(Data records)
################

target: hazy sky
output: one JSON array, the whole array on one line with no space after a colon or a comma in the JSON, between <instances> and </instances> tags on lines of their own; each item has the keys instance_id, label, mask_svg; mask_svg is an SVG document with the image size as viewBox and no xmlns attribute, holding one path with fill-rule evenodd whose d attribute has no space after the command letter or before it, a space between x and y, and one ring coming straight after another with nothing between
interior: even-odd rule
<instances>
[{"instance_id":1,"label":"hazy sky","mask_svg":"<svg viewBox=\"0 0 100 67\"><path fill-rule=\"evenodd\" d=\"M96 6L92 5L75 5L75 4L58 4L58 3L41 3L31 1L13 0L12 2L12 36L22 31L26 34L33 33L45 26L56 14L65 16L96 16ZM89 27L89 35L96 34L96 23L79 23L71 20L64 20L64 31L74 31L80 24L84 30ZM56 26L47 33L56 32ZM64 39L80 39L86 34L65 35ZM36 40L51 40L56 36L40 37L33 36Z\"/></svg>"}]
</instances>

################

## TASK OBJECTIVE
Return every line of the material above verbatim, without altering a single character.

## ANSWER TO THE PROBLEM
target: hazy sky
output: one JSON array, the whole array on one line with no space after a colon or a comma in the JSON, between <instances> and </instances> tags on lines of their own; each item has the keys instance_id, label, mask_svg; mask_svg is an SVG document with the image size as viewBox and no xmlns attribute, holding one path with fill-rule evenodd whose d attribute has no space after the command letter or before it, a space between x and y, and one ring coming straight after another with nothing between
interior: even-odd rule
<instances>
[{"instance_id":1,"label":"hazy sky","mask_svg":"<svg viewBox=\"0 0 100 67\"><path fill-rule=\"evenodd\" d=\"M96 6L92 5L75 5L75 4L58 4L58 3L41 3L31 1L13 0L12 2L12 36L22 31L26 34L33 33L45 26L56 14L65 16L96 16ZM89 27L89 35L96 34L96 23L79 23L71 20L64 20L64 31L74 31L80 24L84 30ZM56 26L47 33L56 32ZM64 39L80 39L86 34L65 35ZM36 40L51 40L56 36L40 37L33 36Z\"/></svg>"}]
</instances>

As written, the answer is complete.